(WORK TO DO)
Print the whole listing exactly.

***** DATA SUPPLIED

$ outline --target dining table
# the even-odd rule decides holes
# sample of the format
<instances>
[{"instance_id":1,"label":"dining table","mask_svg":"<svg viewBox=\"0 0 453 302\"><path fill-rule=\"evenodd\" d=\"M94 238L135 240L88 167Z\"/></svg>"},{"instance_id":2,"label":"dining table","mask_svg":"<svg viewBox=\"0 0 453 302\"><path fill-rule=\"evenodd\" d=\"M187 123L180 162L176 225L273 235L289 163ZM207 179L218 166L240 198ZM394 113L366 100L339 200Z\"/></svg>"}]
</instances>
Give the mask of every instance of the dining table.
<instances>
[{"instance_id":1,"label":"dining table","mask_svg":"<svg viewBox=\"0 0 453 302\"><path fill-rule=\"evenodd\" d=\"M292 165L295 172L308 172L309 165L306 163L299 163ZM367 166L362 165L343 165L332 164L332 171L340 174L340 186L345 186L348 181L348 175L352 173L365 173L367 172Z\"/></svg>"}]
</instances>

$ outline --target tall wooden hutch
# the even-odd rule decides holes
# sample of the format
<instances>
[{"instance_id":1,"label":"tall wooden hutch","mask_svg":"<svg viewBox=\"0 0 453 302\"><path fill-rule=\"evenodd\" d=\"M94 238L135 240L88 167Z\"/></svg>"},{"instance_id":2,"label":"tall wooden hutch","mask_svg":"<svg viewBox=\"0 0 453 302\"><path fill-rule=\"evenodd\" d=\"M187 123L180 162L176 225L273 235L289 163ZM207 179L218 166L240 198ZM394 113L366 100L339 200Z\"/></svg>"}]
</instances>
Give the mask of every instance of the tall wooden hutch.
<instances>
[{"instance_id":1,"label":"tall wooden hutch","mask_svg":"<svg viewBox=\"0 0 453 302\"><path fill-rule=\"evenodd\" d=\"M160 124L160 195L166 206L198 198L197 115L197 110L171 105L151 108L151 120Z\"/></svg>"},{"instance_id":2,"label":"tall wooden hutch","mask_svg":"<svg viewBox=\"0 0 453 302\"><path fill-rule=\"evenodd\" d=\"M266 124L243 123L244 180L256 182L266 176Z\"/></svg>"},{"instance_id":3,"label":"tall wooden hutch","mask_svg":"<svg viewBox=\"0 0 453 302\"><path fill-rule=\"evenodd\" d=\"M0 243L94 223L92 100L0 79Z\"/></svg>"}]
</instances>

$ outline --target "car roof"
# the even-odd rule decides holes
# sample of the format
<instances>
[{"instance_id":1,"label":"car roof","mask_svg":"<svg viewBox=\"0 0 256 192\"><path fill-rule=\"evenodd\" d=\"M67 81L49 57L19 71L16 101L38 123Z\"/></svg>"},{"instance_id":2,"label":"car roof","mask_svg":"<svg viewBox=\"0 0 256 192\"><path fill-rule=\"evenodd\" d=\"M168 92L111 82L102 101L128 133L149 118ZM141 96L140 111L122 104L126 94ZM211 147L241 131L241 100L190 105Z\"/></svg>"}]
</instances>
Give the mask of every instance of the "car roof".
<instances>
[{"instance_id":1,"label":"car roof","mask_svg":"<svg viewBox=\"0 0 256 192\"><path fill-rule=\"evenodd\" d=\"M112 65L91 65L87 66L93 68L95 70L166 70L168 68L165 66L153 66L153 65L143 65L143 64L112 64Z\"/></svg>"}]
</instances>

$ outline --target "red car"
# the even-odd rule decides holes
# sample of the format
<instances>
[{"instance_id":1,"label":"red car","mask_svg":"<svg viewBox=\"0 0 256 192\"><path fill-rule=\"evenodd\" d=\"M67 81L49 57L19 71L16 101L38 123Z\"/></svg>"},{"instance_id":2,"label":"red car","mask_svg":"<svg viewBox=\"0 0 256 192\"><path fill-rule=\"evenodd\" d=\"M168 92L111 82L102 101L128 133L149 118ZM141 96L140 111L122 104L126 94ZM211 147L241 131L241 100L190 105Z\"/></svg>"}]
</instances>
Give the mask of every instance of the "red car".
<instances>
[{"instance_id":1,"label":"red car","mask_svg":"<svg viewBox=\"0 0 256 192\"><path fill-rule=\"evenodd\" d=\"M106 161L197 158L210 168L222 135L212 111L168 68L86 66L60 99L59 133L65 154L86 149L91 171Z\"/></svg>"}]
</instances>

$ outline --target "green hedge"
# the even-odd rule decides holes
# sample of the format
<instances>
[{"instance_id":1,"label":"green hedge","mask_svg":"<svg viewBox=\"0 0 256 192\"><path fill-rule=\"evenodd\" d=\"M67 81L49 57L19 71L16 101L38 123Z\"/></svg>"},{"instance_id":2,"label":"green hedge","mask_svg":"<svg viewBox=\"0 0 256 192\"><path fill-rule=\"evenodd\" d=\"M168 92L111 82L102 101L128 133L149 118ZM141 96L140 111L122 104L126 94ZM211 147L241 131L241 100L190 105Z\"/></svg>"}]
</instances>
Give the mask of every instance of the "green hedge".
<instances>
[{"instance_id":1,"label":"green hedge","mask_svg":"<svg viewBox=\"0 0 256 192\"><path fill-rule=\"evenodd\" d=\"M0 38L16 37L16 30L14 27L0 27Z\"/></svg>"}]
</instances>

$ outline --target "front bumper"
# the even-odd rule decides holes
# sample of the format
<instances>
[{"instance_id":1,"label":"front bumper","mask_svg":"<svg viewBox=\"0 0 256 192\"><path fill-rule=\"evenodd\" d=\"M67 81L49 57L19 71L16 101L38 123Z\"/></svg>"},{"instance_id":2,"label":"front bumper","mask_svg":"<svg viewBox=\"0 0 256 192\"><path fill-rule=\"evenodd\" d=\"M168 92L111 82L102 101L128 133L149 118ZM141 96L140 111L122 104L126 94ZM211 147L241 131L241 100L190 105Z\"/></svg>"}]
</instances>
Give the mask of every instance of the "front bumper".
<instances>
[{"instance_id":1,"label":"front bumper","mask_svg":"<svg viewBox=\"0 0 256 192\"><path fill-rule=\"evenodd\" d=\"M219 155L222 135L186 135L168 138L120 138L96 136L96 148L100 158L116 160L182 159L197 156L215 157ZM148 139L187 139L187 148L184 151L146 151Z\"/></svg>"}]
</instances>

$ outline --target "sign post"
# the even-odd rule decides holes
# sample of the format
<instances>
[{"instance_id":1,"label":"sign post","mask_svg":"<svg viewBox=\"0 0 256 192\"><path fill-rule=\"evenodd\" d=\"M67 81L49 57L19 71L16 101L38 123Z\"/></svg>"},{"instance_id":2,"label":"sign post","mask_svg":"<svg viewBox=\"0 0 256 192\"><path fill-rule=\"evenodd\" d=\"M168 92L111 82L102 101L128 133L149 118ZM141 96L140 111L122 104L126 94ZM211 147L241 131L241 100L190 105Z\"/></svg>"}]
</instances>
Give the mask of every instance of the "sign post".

**********

(RESPONSE TO THIS EXERCISE)
$ outline --target dining table
# the even-odd rule decides holes
# sample of the format
<instances>
[{"instance_id":1,"label":"dining table","mask_svg":"<svg viewBox=\"0 0 453 302\"><path fill-rule=\"evenodd\" d=\"M94 238L135 240L88 167Z\"/></svg>"},{"instance_id":2,"label":"dining table","mask_svg":"<svg viewBox=\"0 0 453 302\"><path fill-rule=\"evenodd\" d=\"M187 123L180 162L176 225L273 235L289 163ZM207 179L218 166L240 198ZM394 113L366 100L339 200Z\"/></svg>"}]
</instances>
Give the mask of every instance of the dining table.
<instances>
[{"instance_id":1,"label":"dining table","mask_svg":"<svg viewBox=\"0 0 453 302\"><path fill-rule=\"evenodd\" d=\"M292 165L295 172L308 172L309 165L306 163L299 163ZM367 166L362 165L343 165L332 164L332 171L340 174L340 186L345 186L348 181L348 175L352 173L365 173L367 172Z\"/></svg>"}]
</instances>

$ outline --target tall wooden hutch
# the even-odd rule decides holes
# sample of the format
<instances>
[{"instance_id":1,"label":"tall wooden hutch","mask_svg":"<svg viewBox=\"0 0 453 302\"><path fill-rule=\"evenodd\" d=\"M94 238L135 240L88 167Z\"/></svg>"},{"instance_id":2,"label":"tall wooden hutch","mask_svg":"<svg viewBox=\"0 0 453 302\"><path fill-rule=\"evenodd\" d=\"M187 123L180 162L176 225L273 235L289 163ZM207 179L218 166L240 198ZM394 113L366 100L339 200Z\"/></svg>"}]
</instances>
Give the mask of every instance of the tall wooden hutch.
<instances>
[{"instance_id":1,"label":"tall wooden hutch","mask_svg":"<svg viewBox=\"0 0 453 302\"><path fill-rule=\"evenodd\" d=\"M160 124L160 195L166 206L198 198L197 115L197 110L171 105L151 108L151 120Z\"/></svg>"},{"instance_id":2,"label":"tall wooden hutch","mask_svg":"<svg viewBox=\"0 0 453 302\"><path fill-rule=\"evenodd\" d=\"M266 124L243 123L244 180L256 182L266 176Z\"/></svg>"},{"instance_id":3,"label":"tall wooden hutch","mask_svg":"<svg viewBox=\"0 0 453 302\"><path fill-rule=\"evenodd\" d=\"M0 243L94 223L92 100L0 79Z\"/></svg>"}]
</instances>

$ outline --target "car roof"
# the even-odd rule decides holes
# sample of the format
<instances>
[{"instance_id":1,"label":"car roof","mask_svg":"<svg viewBox=\"0 0 256 192\"><path fill-rule=\"evenodd\" d=\"M67 81L49 57L19 71L16 101L38 123Z\"/></svg>"},{"instance_id":2,"label":"car roof","mask_svg":"<svg viewBox=\"0 0 256 192\"><path fill-rule=\"evenodd\" d=\"M168 92L111 82L102 101L128 133L149 118ZM141 96L140 111L122 104L126 94ZM211 147L241 131L241 100L190 105Z\"/></svg>"}]
</instances>
Give the mask of every instance of the "car roof".
<instances>
[{"instance_id":1,"label":"car roof","mask_svg":"<svg viewBox=\"0 0 256 192\"><path fill-rule=\"evenodd\" d=\"M112 65L91 65L87 66L93 68L95 70L166 70L168 68L165 66L153 66L153 65L143 65L143 64L112 64Z\"/></svg>"}]
</instances>

$ outline --target "red car"
# the even-odd rule decides holes
# sample of the format
<instances>
[{"instance_id":1,"label":"red car","mask_svg":"<svg viewBox=\"0 0 256 192\"><path fill-rule=\"evenodd\" d=\"M67 81L49 57L19 71L16 101L38 123Z\"/></svg>"},{"instance_id":2,"label":"red car","mask_svg":"<svg viewBox=\"0 0 256 192\"><path fill-rule=\"evenodd\" d=\"M168 92L111 82L102 101L128 133L149 118ZM141 96L140 111L122 104L126 94ZM211 147L241 131L241 100L190 105Z\"/></svg>"}]
</instances>
Give the mask of every instance of the "red car".
<instances>
[{"instance_id":1,"label":"red car","mask_svg":"<svg viewBox=\"0 0 256 192\"><path fill-rule=\"evenodd\" d=\"M106 161L197 158L210 168L222 135L212 111L168 68L86 66L60 99L59 133L65 154L86 149L91 171Z\"/></svg>"}]
</instances>

$ outline --target "green hedge"
# the even-odd rule decides holes
# sample of the format
<instances>
[{"instance_id":1,"label":"green hedge","mask_svg":"<svg viewBox=\"0 0 256 192\"><path fill-rule=\"evenodd\" d=\"M67 81L49 57L19 71L16 101L38 123Z\"/></svg>"},{"instance_id":2,"label":"green hedge","mask_svg":"<svg viewBox=\"0 0 256 192\"><path fill-rule=\"evenodd\" d=\"M168 92L111 82L102 101L128 133L149 118ZM141 96L140 111L122 104L126 94ZM211 147L241 131L241 100L190 105Z\"/></svg>"}]
</instances>
Give the mask of every instance of the "green hedge".
<instances>
[{"instance_id":1,"label":"green hedge","mask_svg":"<svg viewBox=\"0 0 256 192\"><path fill-rule=\"evenodd\" d=\"M0 38L16 37L16 30L14 27L0 27Z\"/></svg>"}]
</instances>

$ outline --target "front bumper"
# the even-odd rule decides holes
# sample of the format
<instances>
[{"instance_id":1,"label":"front bumper","mask_svg":"<svg viewBox=\"0 0 256 192\"><path fill-rule=\"evenodd\" d=\"M67 81L49 57L19 71L16 101L38 123Z\"/></svg>"},{"instance_id":2,"label":"front bumper","mask_svg":"<svg viewBox=\"0 0 256 192\"><path fill-rule=\"evenodd\" d=\"M168 92L111 82L102 101L128 133L149 118ZM141 96L140 111L122 104L126 94ZM211 147L241 131L241 100L190 105Z\"/></svg>"}]
</instances>
Give the mask of every instance of the "front bumper".
<instances>
[{"instance_id":1,"label":"front bumper","mask_svg":"<svg viewBox=\"0 0 256 192\"><path fill-rule=\"evenodd\" d=\"M219 155L222 135L186 135L168 138L120 138L96 136L96 148L100 158L116 160L182 159L197 156L215 157ZM148 139L187 139L187 148L184 151L146 151Z\"/></svg>"}]
</instances>

$ outline --target "sign post"
# the even-odd rule decides holes
# sample of the format
<instances>
[{"instance_id":1,"label":"sign post","mask_svg":"<svg viewBox=\"0 0 256 192\"><path fill-rule=\"evenodd\" d=\"M67 81L49 57L19 71L16 101L38 123Z\"/></svg>"},{"instance_id":2,"label":"sign post","mask_svg":"<svg viewBox=\"0 0 256 192\"><path fill-rule=\"evenodd\" d=\"M168 92L111 82L102 101L128 133L149 118ZM141 96L140 111L122 104L126 94ZM211 147L241 131L241 100L190 105Z\"/></svg>"}]
</instances>
Give the mask of every instance of the "sign post".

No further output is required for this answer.